• **What is being asked**
Rewrite all of the items below, changing "drops a pin on" to "places a marker on" everywhere it occurs and leaving every other word as it stands. Omit the pictures from your answer.

* Begin Stored data *

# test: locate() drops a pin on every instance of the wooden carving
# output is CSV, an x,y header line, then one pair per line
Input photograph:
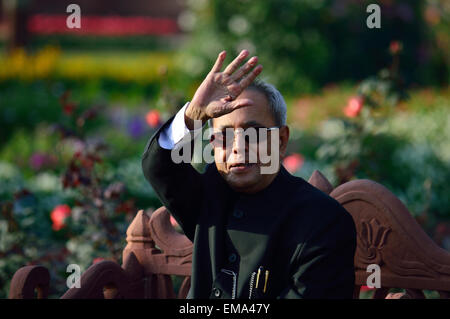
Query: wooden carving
x,y
387,235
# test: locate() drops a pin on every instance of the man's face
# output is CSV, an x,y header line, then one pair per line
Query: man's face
x,y
234,162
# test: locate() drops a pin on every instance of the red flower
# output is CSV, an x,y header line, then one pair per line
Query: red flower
x,y
354,106
293,162
58,215
395,47
153,118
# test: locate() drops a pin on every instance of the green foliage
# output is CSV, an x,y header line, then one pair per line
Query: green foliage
x,y
304,44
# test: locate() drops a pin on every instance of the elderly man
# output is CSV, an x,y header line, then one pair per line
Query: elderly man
x,y
255,234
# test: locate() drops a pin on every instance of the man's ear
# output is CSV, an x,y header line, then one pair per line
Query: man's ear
x,y
284,138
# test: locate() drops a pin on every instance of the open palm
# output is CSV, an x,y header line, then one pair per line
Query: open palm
x,y
217,94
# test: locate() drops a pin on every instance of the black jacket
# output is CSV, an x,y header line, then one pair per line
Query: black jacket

* End Stored data *

• **The reply**
# test: locate() places a marker on every instance of the wooden carving
# output is CSV, an x,y header line, then one pair per line
Input photograph:
Query: wooden carving
x,y
387,235
# test: locate() places a marker on every instance of the man's face
# output is CSV, an x,y header line, then one pair per line
Query: man's face
x,y
234,162
# test: locate() places a marker on every instance of the red flower
# output is CSV, an x,y header line, then one pair per line
Query: red flower
x,y
354,106
293,162
58,215
395,47
153,118
# test: locate() places a marker on every instance of the green foliage
# output is CSV, an x,y header line, then one pair per line
Query: green foliage
x,y
304,44
# test: locate() places a marker on every instance of the elderly man
# output is CSV, an x,y header line, then one pair per line
Query: elderly man
x,y
255,234
# test: locate() places a marker on every instance of the man's ear
# output is CSV, an x,y header line, then one pair per line
Query: man's ear
x,y
284,138
# test: locate() places a marker on every instance of the open palm
# output is CSV, an x,y header line, then one pair per line
Query: open palm
x,y
217,94
# test: locate() places a marker on every instance of the black jacket
# output is CSV, an x,y header line, then one pair per line
Query: black jacket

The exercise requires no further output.